* [What you are asked to do]:
There is one span to output from the data below: the lines starting at the line with "I'm trying to find the blue" and ending at the line with "I'm trying to find the mountain.". Output it exactly, ends included, nothing more.

Image-backed grounding data
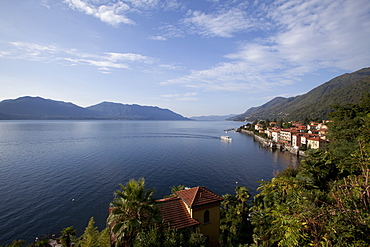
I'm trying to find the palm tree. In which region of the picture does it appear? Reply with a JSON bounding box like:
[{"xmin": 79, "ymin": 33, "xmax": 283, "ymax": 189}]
[
  {"xmin": 107, "ymin": 178, "xmax": 160, "ymax": 247},
  {"xmin": 164, "ymin": 185, "xmax": 185, "ymax": 198}
]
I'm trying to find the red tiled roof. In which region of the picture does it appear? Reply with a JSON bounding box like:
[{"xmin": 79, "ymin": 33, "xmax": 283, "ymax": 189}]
[
  {"xmin": 157, "ymin": 197, "xmax": 199, "ymax": 229},
  {"xmin": 307, "ymin": 137, "xmax": 325, "ymax": 142},
  {"xmin": 176, "ymin": 186, "xmax": 223, "ymax": 208}
]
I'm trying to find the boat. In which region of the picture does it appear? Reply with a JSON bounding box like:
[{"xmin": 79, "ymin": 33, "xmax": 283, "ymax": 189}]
[{"xmin": 220, "ymin": 136, "xmax": 232, "ymax": 141}]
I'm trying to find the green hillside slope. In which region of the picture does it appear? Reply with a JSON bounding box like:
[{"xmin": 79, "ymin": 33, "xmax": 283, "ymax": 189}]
[{"xmin": 230, "ymin": 67, "xmax": 370, "ymax": 121}]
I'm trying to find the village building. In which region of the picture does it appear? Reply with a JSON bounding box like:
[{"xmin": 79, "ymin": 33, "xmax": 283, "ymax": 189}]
[
  {"xmin": 245, "ymin": 120, "xmax": 330, "ymax": 151},
  {"xmin": 307, "ymin": 137, "xmax": 328, "ymax": 150},
  {"xmin": 292, "ymin": 133, "xmax": 304, "ymax": 148},
  {"xmin": 254, "ymin": 124, "xmax": 264, "ymax": 131},
  {"xmin": 271, "ymin": 130, "xmax": 280, "ymax": 142},
  {"xmin": 158, "ymin": 186, "xmax": 223, "ymax": 247},
  {"xmin": 109, "ymin": 186, "xmax": 223, "ymax": 247},
  {"xmin": 279, "ymin": 129, "xmax": 299, "ymax": 145}
]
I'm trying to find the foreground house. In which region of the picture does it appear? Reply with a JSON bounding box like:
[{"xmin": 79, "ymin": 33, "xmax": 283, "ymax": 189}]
[
  {"xmin": 109, "ymin": 186, "xmax": 223, "ymax": 247},
  {"xmin": 157, "ymin": 186, "xmax": 223, "ymax": 247}
]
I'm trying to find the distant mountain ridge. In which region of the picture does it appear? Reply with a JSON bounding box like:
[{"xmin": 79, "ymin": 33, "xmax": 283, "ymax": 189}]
[
  {"xmin": 190, "ymin": 114, "xmax": 236, "ymax": 121},
  {"xmin": 87, "ymin": 102, "xmax": 187, "ymax": 120},
  {"xmin": 230, "ymin": 67, "xmax": 370, "ymax": 121},
  {"xmin": 0, "ymin": 96, "xmax": 189, "ymax": 120}
]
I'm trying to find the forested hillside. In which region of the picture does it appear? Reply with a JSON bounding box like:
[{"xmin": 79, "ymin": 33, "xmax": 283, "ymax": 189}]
[{"xmin": 231, "ymin": 67, "xmax": 370, "ymax": 121}]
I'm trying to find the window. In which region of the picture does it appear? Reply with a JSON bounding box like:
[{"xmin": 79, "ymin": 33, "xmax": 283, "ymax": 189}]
[{"xmin": 204, "ymin": 210, "xmax": 210, "ymax": 223}]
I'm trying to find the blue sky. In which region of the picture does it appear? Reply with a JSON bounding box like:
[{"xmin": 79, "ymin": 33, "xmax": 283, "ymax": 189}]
[{"xmin": 0, "ymin": 0, "xmax": 369, "ymax": 117}]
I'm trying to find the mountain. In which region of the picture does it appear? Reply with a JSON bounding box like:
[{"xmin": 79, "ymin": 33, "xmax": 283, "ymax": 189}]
[
  {"xmin": 0, "ymin": 96, "xmax": 189, "ymax": 120},
  {"xmin": 87, "ymin": 102, "xmax": 189, "ymax": 120},
  {"xmin": 190, "ymin": 114, "xmax": 236, "ymax": 121},
  {"xmin": 0, "ymin": 96, "xmax": 98, "ymax": 119},
  {"xmin": 230, "ymin": 67, "xmax": 370, "ymax": 121}
]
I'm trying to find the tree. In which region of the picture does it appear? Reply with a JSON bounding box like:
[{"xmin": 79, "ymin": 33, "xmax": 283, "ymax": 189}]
[
  {"xmin": 220, "ymin": 186, "xmax": 253, "ymax": 246},
  {"xmin": 235, "ymin": 186, "xmax": 250, "ymax": 218},
  {"xmin": 0, "ymin": 240, "xmax": 25, "ymax": 247},
  {"xmin": 328, "ymin": 93, "xmax": 370, "ymax": 174},
  {"xmin": 77, "ymin": 217, "xmax": 99, "ymax": 247},
  {"xmin": 277, "ymin": 119, "xmax": 283, "ymax": 128},
  {"xmin": 265, "ymin": 118, "xmax": 270, "ymax": 127},
  {"xmin": 282, "ymin": 122, "xmax": 292, "ymax": 128},
  {"xmin": 26, "ymin": 238, "xmax": 49, "ymax": 247},
  {"xmin": 97, "ymin": 227, "xmax": 111, "ymax": 247},
  {"xmin": 164, "ymin": 185, "xmax": 185, "ymax": 198},
  {"xmin": 76, "ymin": 217, "xmax": 109, "ymax": 247},
  {"xmin": 60, "ymin": 226, "xmax": 76, "ymax": 247},
  {"xmin": 107, "ymin": 178, "xmax": 161, "ymax": 247},
  {"xmin": 133, "ymin": 225, "xmax": 206, "ymax": 247}
]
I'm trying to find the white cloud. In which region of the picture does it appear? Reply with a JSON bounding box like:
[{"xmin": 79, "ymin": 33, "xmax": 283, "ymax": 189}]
[
  {"xmin": 63, "ymin": 0, "xmax": 135, "ymax": 26},
  {"xmin": 105, "ymin": 52, "xmax": 155, "ymax": 63},
  {"xmin": 63, "ymin": 0, "xmax": 184, "ymax": 26},
  {"xmin": 161, "ymin": 0, "xmax": 370, "ymax": 91},
  {"xmin": 149, "ymin": 35, "xmax": 167, "ymax": 41},
  {"xmin": 1, "ymin": 41, "xmax": 174, "ymax": 73}
]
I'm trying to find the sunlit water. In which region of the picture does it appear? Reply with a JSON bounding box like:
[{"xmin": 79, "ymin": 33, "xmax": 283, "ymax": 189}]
[{"xmin": 0, "ymin": 120, "xmax": 300, "ymax": 244}]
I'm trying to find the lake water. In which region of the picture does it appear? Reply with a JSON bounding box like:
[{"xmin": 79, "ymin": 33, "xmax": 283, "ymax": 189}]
[{"xmin": 0, "ymin": 120, "xmax": 300, "ymax": 244}]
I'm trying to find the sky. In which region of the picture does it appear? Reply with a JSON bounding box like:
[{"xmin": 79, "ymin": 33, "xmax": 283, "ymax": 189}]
[{"xmin": 0, "ymin": 0, "xmax": 369, "ymax": 117}]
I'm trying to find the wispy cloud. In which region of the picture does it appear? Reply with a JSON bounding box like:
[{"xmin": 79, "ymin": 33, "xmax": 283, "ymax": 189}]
[
  {"xmin": 0, "ymin": 41, "xmax": 173, "ymax": 73},
  {"xmin": 149, "ymin": 24, "xmax": 185, "ymax": 41},
  {"xmin": 182, "ymin": 8, "xmax": 255, "ymax": 38},
  {"xmin": 62, "ymin": 0, "xmax": 184, "ymax": 26},
  {"xmin": 161, "ymin": 0, "xmax": 370, "ymax": 91},
  {"xmin": 159, "ymin": 92, "xmax": 198, "ymax": 101},
  {"xmin": 41, "ymin": 0, "xmax": 50, "ymax": 9},
  {"xmin": 153, "ymin": 1, "xmax": 267, "ymax": 40}
]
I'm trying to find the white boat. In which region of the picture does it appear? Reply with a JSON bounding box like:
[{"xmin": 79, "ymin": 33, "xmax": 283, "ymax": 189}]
[{"xmin": 220, "ymin": 136, "xmax": 232, "ymax": 141}]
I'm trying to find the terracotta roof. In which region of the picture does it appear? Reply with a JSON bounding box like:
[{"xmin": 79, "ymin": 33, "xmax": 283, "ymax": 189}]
[
  {"xmin": 157, "ymin": 197, "xmax": 199, "ymax": 229},
  {"xmin": 307, "ymin": 137, "xmax": 325, "ymax": 142},
  {"xmin": 176, "ymin": 186, "xmax": 223, "ymax": 208}
]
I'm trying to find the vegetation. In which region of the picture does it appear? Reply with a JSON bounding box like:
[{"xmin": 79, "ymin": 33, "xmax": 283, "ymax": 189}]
[
  {"xmin": 2, "ymin": 95, "xmax": 370, "ymax": 246},
  {"xmin": 132, "ymin": 225, "xmax": 206, "ymax": 247},
  {"xmin": 220, "ymin": 186, "xmax": 253, "ymax": 246},
  {"xmin": 107, "ymin": 178, "xmax": 206, "ymax": 247},
  {"xmin": 230, "ymin": 67, "xmax": 370, "ymax": 121},
  {"xmin": 59, "ymin": 226, "xmax": 76, "ymax": 247},
  {"xmin": 107, "ymin": 178, "xmax": 161, "ymax": 247},
  {"xmin": 76, "ymin": 217, "xmax": 110, "ymax": 247},
  {"xmin": 250, "ymin": 94, "xmax": 370, "ymax": 246}
]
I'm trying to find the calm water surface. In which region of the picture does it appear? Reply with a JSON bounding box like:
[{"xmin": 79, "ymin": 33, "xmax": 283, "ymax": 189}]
[{"xmin": 0, "ymin": 120, "xmax": 300, "ymax": 244}]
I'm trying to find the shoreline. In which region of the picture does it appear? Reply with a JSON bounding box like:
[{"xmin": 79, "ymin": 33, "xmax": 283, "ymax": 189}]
[{"xmin": 239, "ymin": 129, "xmax": 306, "ymax": 157}]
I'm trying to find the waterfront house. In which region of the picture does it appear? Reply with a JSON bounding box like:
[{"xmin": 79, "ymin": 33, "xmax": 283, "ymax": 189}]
[
  {"xmin": 292, "ymin": 133, "xmax": 304, "ymax": 148},
  {"xmin": 109, "ymin": 186, "xmax": 223, "ymax": 247},
  {"xmin": 271, "ymin": 130, "xmax": 280, "ymax": 142},
  {"xmin": 279, "ymin": 129, "xmax": 299, "ymax": 145},
  {"xmin": 307, "ymin": 137, "xmax": 328, "ymax": 150},
  {"xmin": 255, "ymin": 124, "xmax": 264, "ymax": 131},
  {"xmin": 158, "ymin": 186, "xmax": 223, "ymax": 247}
]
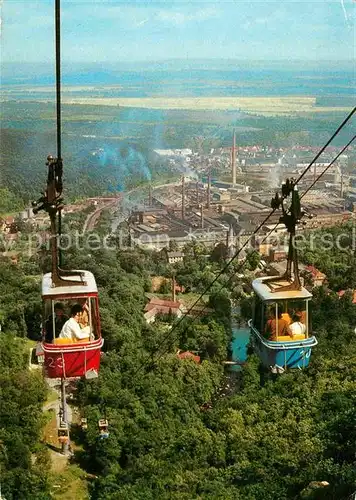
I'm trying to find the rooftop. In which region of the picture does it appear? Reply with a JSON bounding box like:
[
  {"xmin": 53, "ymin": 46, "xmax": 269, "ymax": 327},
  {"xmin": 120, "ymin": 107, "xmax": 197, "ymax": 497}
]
[
  {"xmin": 145, "ymin": 297, "xmax": 183, "ymax": 310},
  {"xmin": 42, "ymin": 270, "xmax": 98, "ymax": 297},
  {"xmin": 252, "ymin": 276, "xmax": 312, "ymax": 301},
  {"xmin": 167, "ymin": 251, "xmax": 185, "ymax": 258},
  {"xmin": 177, "ymin": 351, "xmax": 200, "ymax": 363},
  {"xmin": 338, "ymin": 290, "xmax": 356, "ymax": 304},
  {"xmin": 305, "ymin": 265, "xmax": 326, "ymax": 279}
]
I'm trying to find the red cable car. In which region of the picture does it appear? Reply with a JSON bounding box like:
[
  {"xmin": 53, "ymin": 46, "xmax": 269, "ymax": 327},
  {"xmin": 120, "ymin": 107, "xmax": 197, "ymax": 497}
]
[
  {"xmin": 34, "ymin": 154, "xmax": 104, "ymax": 380},
  {"xmin": 41, "ymin": 270, "xmax": 104, "ymax": 379},
  {"xmin": 33, "ymin": 1, "xmax": 104, "ymax": 381}
]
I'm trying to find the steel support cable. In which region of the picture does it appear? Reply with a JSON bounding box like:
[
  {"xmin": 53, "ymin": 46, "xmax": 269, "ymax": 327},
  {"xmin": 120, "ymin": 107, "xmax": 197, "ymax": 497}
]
[
  {"xmin": 139, "ymin": 119, "xmax": 355, "ymax": 373},
  {"xmin": 295, "ymin": 106, "xmax": 355, "ymax": 186},
  {"xmin": 168, "ymin": 108, "xmax": 355, "ymax": 327},
  {"xmin": 133, "ymin": 109, "xmax": 356, "ymax": 377},
  {"xmin": 135, "ymin": 211, "xmax": 278, "ymax": 376},
  {"xmin": 146, "ymin": 221, "xmax": 281, "ymax": 370},
  {"xmin": 55, "ymin": 0, "xmax": 63, "ymax": 266},
  {"xmin": 55, "ymin": 0, "xmax": 61, "ymax": 160},
  {"xmin": 301, "ymin": 134, "xmax": 356, "ymax": 200}
]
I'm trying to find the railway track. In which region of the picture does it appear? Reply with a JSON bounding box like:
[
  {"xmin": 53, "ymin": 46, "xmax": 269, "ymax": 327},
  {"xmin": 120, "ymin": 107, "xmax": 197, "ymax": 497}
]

* [Reply]:
I'm trying to find the blue sky. In which region of the picture does it appear? Reply with a JSON bounding box like:
[{"xmin": 79, "ymin": 33, "xmax": 283, "ymax": 189}]
[{"xmin": 0, "ymin": 0, "xmax": 369, "ymax": 117}]
I'm trying to find the mountain. In which region of the picture does it appear? Reply with a JSON bounding box like:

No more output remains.